__Document text__
* start *
Re: Fix mdsync never-ending loop problem - Mailing list pgsql-patches

From Heikki Linnakangas
Subject Re: Fix mdsync never-ending loop problem
Date
Msg-id 46152068.3000501@enterprisedb.com
Whole thread Raw
In response to Fix mdsync never-ending loop problem  (Heikki Linnakangas <heikki@enterprisedb.com>)
Responses Re: Fix mdsync never-ending loop problem  ("Simon Riggs" <simon@2ndquadrant.com>)
List pgsql-patches
Heikki Linnakangas wrote:
> Here's a fix for the problem that on a busy system, mdsync never
> finishes. See the original problem description on hackers:
> http://archives.postgresql.org/pgsql-hackers/2007-04/msg00259.php
>
> The solution is taken from ITAGAKI Takahiro's Load Distributed
> Checkpoint patch. At the beginning of mdsync, the pendingOpsTable is
> copied to a linked list, and that list is then processed until it's empty.

Here's an updated patch, the one I sent earlier is broken. I ignored the
return value of list_delete_cell.

We could just review and apply ITAGAKI's patch as it is instead of this
snippet of it, but because that can take some time I'd like to see this
applied before that.
* end *
__Raw records__
* start *
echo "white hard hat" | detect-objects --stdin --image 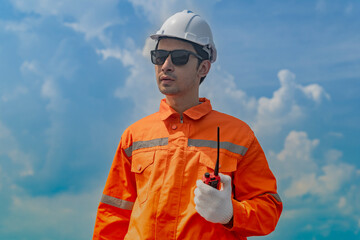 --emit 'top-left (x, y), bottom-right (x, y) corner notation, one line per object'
(150, 10), (216, 62)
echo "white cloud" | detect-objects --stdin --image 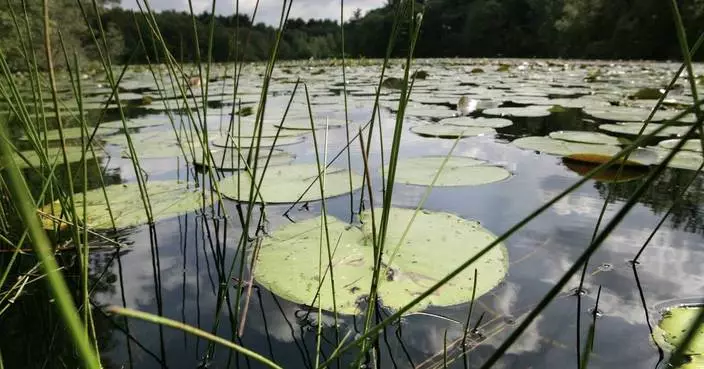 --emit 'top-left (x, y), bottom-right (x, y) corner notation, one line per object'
(122, 0), (384, 25)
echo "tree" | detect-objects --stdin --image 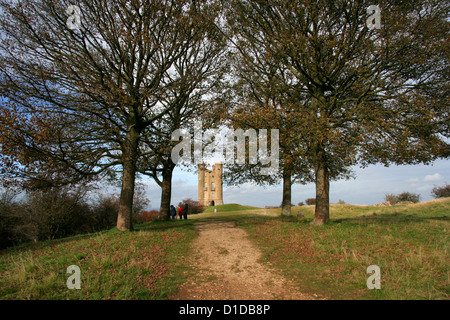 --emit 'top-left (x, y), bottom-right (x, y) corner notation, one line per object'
(0, 0), (220, 230)
(138, 2), (227, 219)
(229, 0), (450, 225)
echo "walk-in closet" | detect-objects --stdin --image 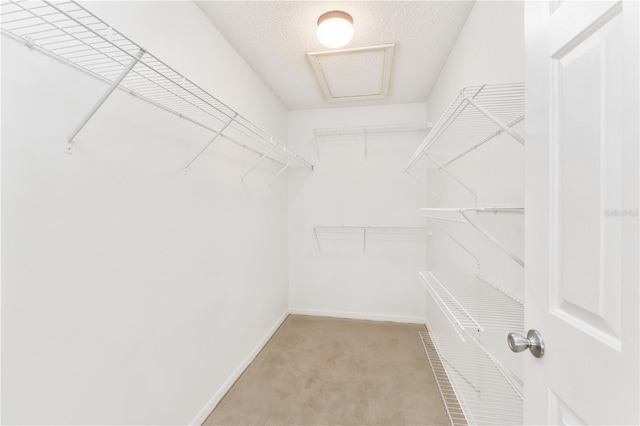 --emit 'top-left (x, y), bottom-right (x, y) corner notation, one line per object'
(0, 0), (640, 426)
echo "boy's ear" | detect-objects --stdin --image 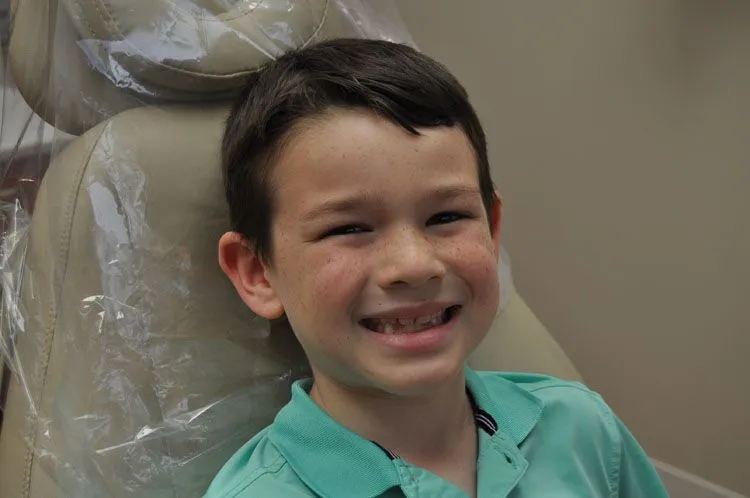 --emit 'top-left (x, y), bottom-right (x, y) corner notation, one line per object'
(219, 232), (284, 320)
(490, 190), (503, 260)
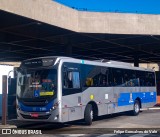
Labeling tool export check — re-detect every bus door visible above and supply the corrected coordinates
[62,63,82,121]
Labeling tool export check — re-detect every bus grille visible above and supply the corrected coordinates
[21,114,51,119]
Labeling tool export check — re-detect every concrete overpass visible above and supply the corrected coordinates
[0,0,160,66]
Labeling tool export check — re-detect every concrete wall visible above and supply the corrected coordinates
[0,0,160,35]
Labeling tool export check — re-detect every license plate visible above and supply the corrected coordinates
[40,91,54,96]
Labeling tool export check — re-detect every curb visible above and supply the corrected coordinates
[141,107,160,110]
[0,125,17,129]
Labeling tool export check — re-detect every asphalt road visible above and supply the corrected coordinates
[6,109,160,134]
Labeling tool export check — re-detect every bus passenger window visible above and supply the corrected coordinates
[64,71,80,88]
* end *
__What to work on__
**1)** In the mailing list post about the mdsync fix, rename "mdsync" to "md_sync" in the passage that begins at the words "Re: Fix mdsync never-ending loop problem - Mailing" and stops after "problem  (Heikki Linnakangas <heikki@enterprisedb.com>)".
**2)** According to the mailing list post about the mdsync fix, what did the writer ignore that broke the earlier patch?
**3)** Proceed with the mailing list post about the mdsync loop fix from the point where it stops.
The records aren't needed for any of this work.

__Written answers__
**1)**
Re: Fix md_sync never-ending loop problem - Mailing list pgsql-patches

From Heikki Linnakangas
Subject Re: Fix md_sync never-ending loop problem
Date
Msg-id 46152068.3000501@enterprisedb.com
Whole thread Raw
In response to Fix md_sync never-ending loop problem  (Heikki Linnakangas <heikki@enterprisedb.com>)

**2)** The return value of list_delete_cell.

**3)**
--
   Heikki Linnakangas
   EnterpriseDB   http://www.enterprisedb.com
Index: src/backend/storage/smgr/md.c
===================================================================
RCS file: /home/hlinnaka/pgcvsrepository/pgsql/src/backend/storage/smgr/md.c,v
retrieving revision 1.127
diff -c -r1.127 md.c
*** src/backend/storage/smgr/md.c    17 Jan 2007 16:25:01 -0000    1.127
--- src/backend/storage/smgr/md.c    5 Apr 2007 16:09:31 -0000
***************
*** 863,989 ****
  void
  mdsync(void)
  {
!     bool        need_retry;

      if (!pendingOpsTable)
          elog(ERROR, "cannot sync without a pendingOpsTable");

      /*
!      * The fsync table could contain requests to fsync relations that have
!      * been deleted (unlinked) by the time we get to them.  Rather than
!      * just hoping an ENOENT (or EACCES on Windows) error can be ignored,
!      * what we will do is retry the whole process after absorbing fsync
!      * request messages again.  Since mdunlink() queues a "revoke" message
!      * before actually unlinking, the fsync request is guaranteed to be gone
!      * the second time if it really was this case.  DROP DATABASE likewise
!      * has to tell us to forget fsync requests before it starts deletions.
       */
!     do {
!         HASH_SEQ_STATUS hstat;
!         PendingOperationEntry *entry;
!         int            absorb_counter;

!         need_retry = false;

          /*
!          * If we are in the bgwriter, the sync had better include all fsync
!          * requests that were queued by backends before the checkpoint REDO
!          * point was determined. We go that a little better by accepting all
!          * requests queued up to the point where we start fsync'ing.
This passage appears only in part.